───── Supplied data

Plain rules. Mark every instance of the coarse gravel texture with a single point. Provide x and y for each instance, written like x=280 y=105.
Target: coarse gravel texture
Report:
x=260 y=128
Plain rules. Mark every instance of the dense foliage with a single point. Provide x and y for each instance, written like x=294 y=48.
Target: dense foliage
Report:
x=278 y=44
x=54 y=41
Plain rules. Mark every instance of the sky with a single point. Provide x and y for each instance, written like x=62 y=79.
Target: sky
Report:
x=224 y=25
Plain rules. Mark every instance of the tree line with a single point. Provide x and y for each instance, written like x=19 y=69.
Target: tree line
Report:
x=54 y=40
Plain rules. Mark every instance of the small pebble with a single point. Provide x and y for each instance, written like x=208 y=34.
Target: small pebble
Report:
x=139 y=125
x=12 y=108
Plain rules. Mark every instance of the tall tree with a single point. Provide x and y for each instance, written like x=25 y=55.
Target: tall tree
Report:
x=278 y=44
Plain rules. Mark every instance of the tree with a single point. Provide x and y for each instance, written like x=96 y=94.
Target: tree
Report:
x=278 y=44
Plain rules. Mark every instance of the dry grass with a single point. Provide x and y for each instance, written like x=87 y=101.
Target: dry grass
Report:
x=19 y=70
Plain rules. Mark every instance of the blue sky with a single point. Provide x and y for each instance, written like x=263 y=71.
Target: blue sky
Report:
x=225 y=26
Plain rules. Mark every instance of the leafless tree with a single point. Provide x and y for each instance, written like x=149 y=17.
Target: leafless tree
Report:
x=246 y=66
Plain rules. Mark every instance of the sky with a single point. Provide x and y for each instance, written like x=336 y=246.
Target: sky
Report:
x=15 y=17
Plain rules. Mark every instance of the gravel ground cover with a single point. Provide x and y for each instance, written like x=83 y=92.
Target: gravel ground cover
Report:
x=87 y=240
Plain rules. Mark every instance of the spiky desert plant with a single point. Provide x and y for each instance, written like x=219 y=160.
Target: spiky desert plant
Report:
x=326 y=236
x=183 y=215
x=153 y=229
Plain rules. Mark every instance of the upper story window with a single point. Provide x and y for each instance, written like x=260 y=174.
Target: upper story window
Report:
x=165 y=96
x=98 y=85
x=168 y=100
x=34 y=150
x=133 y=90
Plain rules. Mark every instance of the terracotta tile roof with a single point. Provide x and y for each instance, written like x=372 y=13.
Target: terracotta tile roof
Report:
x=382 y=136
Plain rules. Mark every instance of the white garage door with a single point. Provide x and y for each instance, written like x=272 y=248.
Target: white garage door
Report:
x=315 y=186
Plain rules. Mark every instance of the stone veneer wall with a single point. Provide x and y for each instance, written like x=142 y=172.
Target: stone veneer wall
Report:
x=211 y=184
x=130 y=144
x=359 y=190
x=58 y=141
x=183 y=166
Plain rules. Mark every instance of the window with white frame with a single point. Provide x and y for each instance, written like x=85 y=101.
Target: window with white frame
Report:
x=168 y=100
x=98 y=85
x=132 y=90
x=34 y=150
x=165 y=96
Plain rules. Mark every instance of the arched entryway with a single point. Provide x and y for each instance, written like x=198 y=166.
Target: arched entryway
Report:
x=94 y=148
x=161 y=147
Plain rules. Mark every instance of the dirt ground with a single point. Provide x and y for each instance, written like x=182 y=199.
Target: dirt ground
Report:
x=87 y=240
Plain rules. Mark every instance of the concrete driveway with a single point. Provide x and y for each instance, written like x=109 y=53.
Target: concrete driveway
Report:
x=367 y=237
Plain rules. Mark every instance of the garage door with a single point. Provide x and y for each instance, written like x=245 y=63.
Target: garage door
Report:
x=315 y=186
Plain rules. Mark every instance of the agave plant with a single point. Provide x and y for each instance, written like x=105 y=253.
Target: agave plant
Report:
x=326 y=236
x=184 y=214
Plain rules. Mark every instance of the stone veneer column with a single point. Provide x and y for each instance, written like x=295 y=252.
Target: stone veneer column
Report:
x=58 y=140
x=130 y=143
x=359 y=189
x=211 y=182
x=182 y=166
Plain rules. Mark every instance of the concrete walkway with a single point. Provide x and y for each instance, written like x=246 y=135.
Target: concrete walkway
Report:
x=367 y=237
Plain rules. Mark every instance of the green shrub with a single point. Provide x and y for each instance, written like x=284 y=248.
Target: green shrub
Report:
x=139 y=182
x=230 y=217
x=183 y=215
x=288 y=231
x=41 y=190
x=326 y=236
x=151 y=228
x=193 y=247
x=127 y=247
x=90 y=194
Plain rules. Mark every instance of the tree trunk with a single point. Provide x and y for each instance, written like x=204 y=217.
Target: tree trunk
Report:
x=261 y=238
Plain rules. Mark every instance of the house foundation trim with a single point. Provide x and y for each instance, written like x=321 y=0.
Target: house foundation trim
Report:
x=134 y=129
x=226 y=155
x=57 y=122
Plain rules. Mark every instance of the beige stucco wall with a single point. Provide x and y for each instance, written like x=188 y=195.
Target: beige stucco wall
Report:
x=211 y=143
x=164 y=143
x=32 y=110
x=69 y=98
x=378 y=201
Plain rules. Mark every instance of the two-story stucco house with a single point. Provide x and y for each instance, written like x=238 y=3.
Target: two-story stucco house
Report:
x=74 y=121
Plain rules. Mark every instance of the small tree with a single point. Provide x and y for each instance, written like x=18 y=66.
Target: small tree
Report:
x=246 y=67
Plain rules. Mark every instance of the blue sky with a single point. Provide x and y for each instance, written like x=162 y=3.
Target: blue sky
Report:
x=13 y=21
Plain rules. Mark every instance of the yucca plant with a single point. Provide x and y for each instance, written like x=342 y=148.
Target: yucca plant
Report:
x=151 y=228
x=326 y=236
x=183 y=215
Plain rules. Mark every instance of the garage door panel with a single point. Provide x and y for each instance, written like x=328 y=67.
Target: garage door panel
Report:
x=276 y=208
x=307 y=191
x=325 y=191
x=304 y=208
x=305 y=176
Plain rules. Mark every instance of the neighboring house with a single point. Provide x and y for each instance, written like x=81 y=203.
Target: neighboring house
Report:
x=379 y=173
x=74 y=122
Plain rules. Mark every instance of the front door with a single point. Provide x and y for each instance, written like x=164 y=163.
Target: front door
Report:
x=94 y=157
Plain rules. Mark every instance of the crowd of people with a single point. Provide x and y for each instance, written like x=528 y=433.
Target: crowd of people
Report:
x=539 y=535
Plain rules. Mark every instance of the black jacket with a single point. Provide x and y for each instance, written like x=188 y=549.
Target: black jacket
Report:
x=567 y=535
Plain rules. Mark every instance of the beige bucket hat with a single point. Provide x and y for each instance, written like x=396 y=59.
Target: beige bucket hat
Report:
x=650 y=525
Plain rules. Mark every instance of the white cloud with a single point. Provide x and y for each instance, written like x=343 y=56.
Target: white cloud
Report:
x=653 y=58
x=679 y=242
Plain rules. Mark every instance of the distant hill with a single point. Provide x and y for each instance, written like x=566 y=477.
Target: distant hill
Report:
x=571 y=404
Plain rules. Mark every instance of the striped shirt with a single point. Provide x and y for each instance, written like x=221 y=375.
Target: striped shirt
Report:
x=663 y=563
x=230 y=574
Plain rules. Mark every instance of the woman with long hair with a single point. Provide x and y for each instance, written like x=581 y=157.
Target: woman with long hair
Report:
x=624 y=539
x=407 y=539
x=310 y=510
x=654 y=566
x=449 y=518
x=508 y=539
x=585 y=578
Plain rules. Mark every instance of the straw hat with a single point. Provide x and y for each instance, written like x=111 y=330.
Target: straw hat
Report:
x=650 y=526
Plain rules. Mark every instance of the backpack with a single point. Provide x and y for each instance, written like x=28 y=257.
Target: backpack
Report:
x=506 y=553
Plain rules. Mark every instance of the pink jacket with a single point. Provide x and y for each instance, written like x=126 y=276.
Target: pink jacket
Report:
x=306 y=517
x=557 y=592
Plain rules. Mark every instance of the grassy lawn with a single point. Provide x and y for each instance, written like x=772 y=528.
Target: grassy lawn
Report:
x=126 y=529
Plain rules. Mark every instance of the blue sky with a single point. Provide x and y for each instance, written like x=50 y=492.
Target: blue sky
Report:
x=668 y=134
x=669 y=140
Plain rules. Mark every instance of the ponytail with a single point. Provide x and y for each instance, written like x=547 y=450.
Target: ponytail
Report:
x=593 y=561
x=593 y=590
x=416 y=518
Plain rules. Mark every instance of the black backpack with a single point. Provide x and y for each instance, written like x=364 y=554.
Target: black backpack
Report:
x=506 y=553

──────────

Go back to the listing above. Copy word for word the lines from the one with "Plain rules. Mark every instance of the beige bucket" through the one with "Target: woman with long hair", and nothing more.

Answer to the exercise -
Plain rules. Mark every instance of the beige bucket hat with a single point. Provide x and y for each instance, written like x=396 y=59.
Target: beige bucket hat
Report:
x=650 y=525
Plain rules. Mark every instance of the white cloud with a single point. Provide x and y for each instance, written like x=343 y=56.
Target: white cloud
Report:
x=653 y=58
x=679 y=242
Plain rules. Mark every instance of the distant hill with a single point. Provide x and y for each instance, written like x=566 y=477.
Target: distant hill
Report:
x=571 y=404
Plain rules. Mark every instance of the striped shirt with a single point. Provide x and y for each instance, written like x=221 y=375.
Target: striped shirt
Report:
x=663 y=563
x=230 y=574
Plain rules. Mark every instance of the woman with long hair with a single point. Provide x and y for each instance, written like x=581 y=157.
Target: woman with long hair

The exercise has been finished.